Aim of the task: Word for word, retype every entry in the listing.

Records shown:
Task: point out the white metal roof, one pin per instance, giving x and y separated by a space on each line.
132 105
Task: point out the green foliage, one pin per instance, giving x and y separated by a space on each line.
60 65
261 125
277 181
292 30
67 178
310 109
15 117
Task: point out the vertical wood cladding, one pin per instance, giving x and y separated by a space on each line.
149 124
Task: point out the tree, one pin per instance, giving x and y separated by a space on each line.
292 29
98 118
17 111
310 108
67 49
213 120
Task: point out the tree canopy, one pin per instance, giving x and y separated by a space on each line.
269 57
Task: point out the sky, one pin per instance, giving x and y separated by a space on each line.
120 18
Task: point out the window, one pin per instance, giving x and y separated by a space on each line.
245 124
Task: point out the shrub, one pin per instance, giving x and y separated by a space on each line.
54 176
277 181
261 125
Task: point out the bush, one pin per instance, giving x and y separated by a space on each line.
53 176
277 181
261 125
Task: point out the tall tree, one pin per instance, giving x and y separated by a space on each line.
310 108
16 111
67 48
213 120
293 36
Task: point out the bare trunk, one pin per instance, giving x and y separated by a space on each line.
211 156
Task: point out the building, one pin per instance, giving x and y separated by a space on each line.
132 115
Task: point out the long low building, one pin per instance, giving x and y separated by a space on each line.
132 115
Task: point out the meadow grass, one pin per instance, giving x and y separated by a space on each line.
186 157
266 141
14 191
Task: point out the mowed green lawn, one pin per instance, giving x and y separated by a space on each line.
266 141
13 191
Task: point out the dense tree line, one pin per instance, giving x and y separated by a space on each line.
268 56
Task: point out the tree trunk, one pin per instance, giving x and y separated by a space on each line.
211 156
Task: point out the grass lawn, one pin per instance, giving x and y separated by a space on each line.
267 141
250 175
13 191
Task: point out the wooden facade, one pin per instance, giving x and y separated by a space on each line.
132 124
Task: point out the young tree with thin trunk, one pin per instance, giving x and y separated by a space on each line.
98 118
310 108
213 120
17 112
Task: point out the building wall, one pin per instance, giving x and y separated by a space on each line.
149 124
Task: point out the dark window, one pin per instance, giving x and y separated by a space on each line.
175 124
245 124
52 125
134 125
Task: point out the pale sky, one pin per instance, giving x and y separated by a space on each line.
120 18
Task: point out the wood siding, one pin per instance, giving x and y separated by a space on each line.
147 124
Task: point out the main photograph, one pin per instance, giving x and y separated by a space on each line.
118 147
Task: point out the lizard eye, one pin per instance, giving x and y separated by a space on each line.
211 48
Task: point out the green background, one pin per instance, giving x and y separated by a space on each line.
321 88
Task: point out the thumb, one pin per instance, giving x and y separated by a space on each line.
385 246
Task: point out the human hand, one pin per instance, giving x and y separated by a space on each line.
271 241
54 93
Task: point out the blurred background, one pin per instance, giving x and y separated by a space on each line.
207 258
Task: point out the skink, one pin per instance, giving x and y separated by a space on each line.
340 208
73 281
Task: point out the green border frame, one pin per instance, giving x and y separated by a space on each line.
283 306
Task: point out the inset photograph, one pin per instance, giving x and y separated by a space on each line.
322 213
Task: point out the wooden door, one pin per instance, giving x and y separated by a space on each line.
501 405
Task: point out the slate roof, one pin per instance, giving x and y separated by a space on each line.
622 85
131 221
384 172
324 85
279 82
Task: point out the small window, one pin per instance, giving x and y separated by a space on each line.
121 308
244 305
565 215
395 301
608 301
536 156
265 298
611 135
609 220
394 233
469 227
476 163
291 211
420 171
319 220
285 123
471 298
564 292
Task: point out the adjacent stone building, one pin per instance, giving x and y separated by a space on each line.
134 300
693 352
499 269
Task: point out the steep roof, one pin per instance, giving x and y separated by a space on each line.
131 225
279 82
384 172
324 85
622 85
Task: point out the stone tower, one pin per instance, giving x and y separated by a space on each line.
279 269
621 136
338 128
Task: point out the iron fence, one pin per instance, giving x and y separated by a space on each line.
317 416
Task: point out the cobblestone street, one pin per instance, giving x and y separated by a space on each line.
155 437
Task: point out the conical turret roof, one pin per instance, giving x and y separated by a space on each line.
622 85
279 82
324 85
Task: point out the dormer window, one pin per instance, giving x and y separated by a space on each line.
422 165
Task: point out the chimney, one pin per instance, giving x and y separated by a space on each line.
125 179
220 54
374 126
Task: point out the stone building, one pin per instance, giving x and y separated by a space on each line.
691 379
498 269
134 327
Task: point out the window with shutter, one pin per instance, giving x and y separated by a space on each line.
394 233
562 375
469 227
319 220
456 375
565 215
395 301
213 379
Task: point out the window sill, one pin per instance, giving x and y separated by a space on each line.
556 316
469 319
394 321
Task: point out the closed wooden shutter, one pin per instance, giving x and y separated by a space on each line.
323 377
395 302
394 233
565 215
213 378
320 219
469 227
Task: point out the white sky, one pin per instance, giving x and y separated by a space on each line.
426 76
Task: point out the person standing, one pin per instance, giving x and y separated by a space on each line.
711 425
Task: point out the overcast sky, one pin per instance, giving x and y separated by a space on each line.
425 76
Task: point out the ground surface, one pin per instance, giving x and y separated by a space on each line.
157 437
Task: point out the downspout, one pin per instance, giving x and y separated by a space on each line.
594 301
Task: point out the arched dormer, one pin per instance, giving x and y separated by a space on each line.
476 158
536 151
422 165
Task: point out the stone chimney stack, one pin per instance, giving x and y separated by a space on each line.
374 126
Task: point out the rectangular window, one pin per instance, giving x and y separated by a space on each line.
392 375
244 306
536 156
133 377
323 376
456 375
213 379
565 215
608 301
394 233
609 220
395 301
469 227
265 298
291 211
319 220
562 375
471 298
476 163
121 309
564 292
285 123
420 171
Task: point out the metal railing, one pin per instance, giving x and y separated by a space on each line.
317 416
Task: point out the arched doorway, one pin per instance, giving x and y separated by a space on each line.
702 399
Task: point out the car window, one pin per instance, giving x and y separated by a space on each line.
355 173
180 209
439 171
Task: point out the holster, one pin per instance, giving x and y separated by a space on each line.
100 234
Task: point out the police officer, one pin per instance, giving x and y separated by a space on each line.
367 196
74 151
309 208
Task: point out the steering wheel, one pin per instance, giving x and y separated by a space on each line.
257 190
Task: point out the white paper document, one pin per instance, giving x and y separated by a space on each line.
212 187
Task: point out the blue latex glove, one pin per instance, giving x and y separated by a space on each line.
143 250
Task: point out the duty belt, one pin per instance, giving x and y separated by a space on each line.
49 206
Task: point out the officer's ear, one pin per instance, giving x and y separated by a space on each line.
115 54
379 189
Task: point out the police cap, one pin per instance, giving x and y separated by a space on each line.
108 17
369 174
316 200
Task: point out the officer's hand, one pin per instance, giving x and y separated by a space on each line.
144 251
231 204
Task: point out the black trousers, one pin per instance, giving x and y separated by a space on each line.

Exercise solution:
Task: point out the white metal roof, one pin per instance, giving x and y separated by a space on each line.
132 105
Task: point out the green foliage, one pin per instance, giving x and y separated by a space on each line.
60 65
261 125
277 181
292 30
67 178
310 109
15 117
Task: point out the vertical wood cladding, one pin per instance, giving x and y separated by a space on each line.
149 124
Task: point out the tree, one pin per instance, giving x and y separated by a space on each line.
292 29
98 118
17 111
310 108
67 49
213 120
Task: point out the tree canopy, one pin per instance, giving x and y separated by a space on each line.
269 57
Task: point out the sky, one pin per instance, giving x and y separated by a space on each line.
120 18
Task: point out the window, one pin per instance, giving x and y separated by a space on each line.
245 124
Task: point out the shrub, one pin per instance, giving x and y separated by a space on each line.
54 176
277 181
261 125
Task: point out the bush, one pin per instance, giving x and y separated by a space on each line.
53 176
277 181
261 125
Task: point out the tall tree, one pin per instance, giving x and y separated by a space on each line.
310 108
16 111
67 48
213 120
293 36
Task: point out the bare trunk, one pin per instance, giving x and y separated by a space on each line.
211 156
Task: point out the building, one pin per instance, giving x and y separated by a space on each line.
132 115
Task: point out the long low building, one pin per instance, giving x and y separated by a space on each line.
132 115
Task: point out the meadow grass, one pin per instance, giving x and y separated by a space on each line.
186 157
266 141
14 191
Task: point out the mowed green lawn, one pin per instance, giving x and y separated by a space on each line.
266 141
13 191
Task: point out the dense tree line, one pin per instance, giving x and y separated by a space on each line.
268 56
Task: point out the tree trunk, one pin per instance, giving x and y separated by a space on each line.
211 156
Task: point out the grass lawn, one pin per instance, giving x and y separated by a space on each line.
267 141
250 175
13 191
Task: point out the wooden facade, one pin per instance, giving x and y separated by a space on each line.
132 124
Task: point out the young tree with thin trunk, one pin per instance, giving x and y separated by a space on each line.
98 118
310 108
213 120
17 112
Task: point out the building wall, one pin per instance, giving x and y separated by a space on each line.
149 124
Task: point out the dark window, one pin per instance, giving x and y separated by a space on each line.
175 124
245 124
52 125
134 125
Task: point out the pale sky, one pin per instance, giving x and y separated by a space on each line.
120 18
Task: point out the wood siding, one pin per instance, giving x and y separated by a space on each line.
147 124
Task: point out the main photograph, one pin per instance, giving x and y separated by a space on each line.
118 147
Task: point out the lizard eye, one pin per instance, giving x and y separated by a space on each line.
211 48
Task: point out the green background, one pin per instance, giving x and y separated by a space on each line.
321 88
Task: point out the thumb, one pin per instance, giving x and y separated by a space on each line.
385 246
Task: point out the human hand, one pin per instance, giving x and y separated by a space on each line.
271 241
54 93
Task: point out the blurred background, one pin per instance, giving x and y separated by a space on each line.
207 258
Task: point out the skink, one pin per instance, giving x and y separated by a space on each line.
340 208
73 281
Task: point out the green border frame, one pin per instance, giving x and y separated by a space on each line.
283 306
Task: point out the inset photograph, one pin per instance, giving x and y separated by a space on each line.
322 213
Task: point out the wooden door, one pin per instance, giving x and y separated by a space on each line.
501 405
Task: point out the slate roof, one pin per instance, giving x and y separated by a space on each line.
622 85
131 221
384 172
324 85
279 82
Task: point out the small window, one pin per instance, giving x and y separated by a space on each line.
121 308
244 305
565 215
395 301
608 301
536 156
265 298
611 135
609 220
394 233
469 227
476 163
291 211
420 171
319 220
285 123
471 298
564 292
Task: point out the adjacent stone building, one pin per instance, giving x and y separated by a space on each line.
134 300
693 352
499 269
Task: point out the steep roof, one pin per instance, giving x and y separated by a space on each line.
131 225
279 82
384 172
324 85
622 85
Task: point out the stone tower, one pin per instance, giving x and y separated by a space on each line.
279 269
621 136
338 128
Task: point out the iron fence, one pin per instance, giving x and y separated by a space on each line.
317 416
Task: point out the cobblestone street, one pin per instance, giving x and y separated by a space on each line.
155 437
Task: point out the conical turret roof, one pin per instance, giving x and y separated by a space on each line.
622 85
279 82
324 85
Task: point out the dormer window, one pin per instance, giving x and y separated by a space on each line.
422 165
Task: point out the chimney, one pin per instance, giving x and y separated by a space on each line.
125 179
220 54
374 126
Task: point out the stone building, one pin per instance, giving x and y separated by a space on each line.
691 379
498 269
134 327
Task: point out the window with shutter, one pin per instance, giving x and y separated by a space on each line.
394 233
562 375
469 227
319 220
456 375
565 215
395 301
213 379
Task: point out the window sill, one pin per instance, giving x and y separated by a space on each line.
556 316
469 319
394 321
Task: point out the closed wooden shutter, one pin per instance, giving x and y separated by a space on each line.
323 377
395 302
394 233
565 215
213 378
320 219
469 227
Task: point out the white sky, one pin per instance, giving x and y separated by a space on each line.
426 76
Task: point out the person standing, one pin per instance, giving x and y separated by a space on each line.
711 425
Task: point out the overcast sky, one pin per instance, giving x and y separated by a space on each line.
425 76
Task: point out the ground surface, one pin per instance, giving x and y separated by a space on each line.
157 437
Task: point out the downspout, one pin per instance, giving x and y separated by a space on each line.
594 301
Task: point out the arched dormer, one pin per instance, giving x and y separated by a space on each line.
476 158
536 151
422 165
Task: point out the stone chimney stack, one pin per instance, giving x and y separated by a space on each line.
374 126
Task: point out the rectangular window, one pin per instance, giving x and y separated by a space on each line.
392 375
244 306
536 156
133 377
323 376
456 375
213 379
565 215
608 301
394 233
609 220
395 301
469 227
265 298
291 211
319 220
562 375
471 298
476 163
121 309
564 292
285 123
420 171
Task: point out the metal railing, one pin per instance, giving x and y separated by a space on each line.
317 416
Task: point out the arched doorway, one pin per instance, giving x and y separated by a space on each line.
702 399
Task: point out the car window, one pin per instance, giving x and y separated by a space on each line.
355 173
180 209
439 171
Task: point out the holster, one pin per instance, giving x and y separated by a space on each line.
100 234
Task: point out the police officer, one pin per instance, giving x and y separated by a space on each line.
367 196
74 151
309 208
Task: point out the steering wheel, one pin per instance, giving x and y separated by a space on each line.
257 190
Task: point out the white paper document, one pin per instance, giving x and y separated by a space on each line.
212 187
Task: point out the blue latex glove, one pin per instance, giving x and y separated by a space on each line.
143 250
Task: point out the duty belt, one pin per instance, giving x and y separated by a space on each line.
49 206
Task: point out the officer's ear, one pin per instance, giving x and y separated by a space on each line.
115 54
379 189
Task: point out the police cap, one pin per instance, giving x and y separated by a space on each line.
108 17
369 174
316 200
Task: point out the officer's hand, one pin per instance, giving x and y separated by a space on each line.
144 251
231 204
Task: point out the black trousers, one pin per instance, giving x and y separated by a space on each line.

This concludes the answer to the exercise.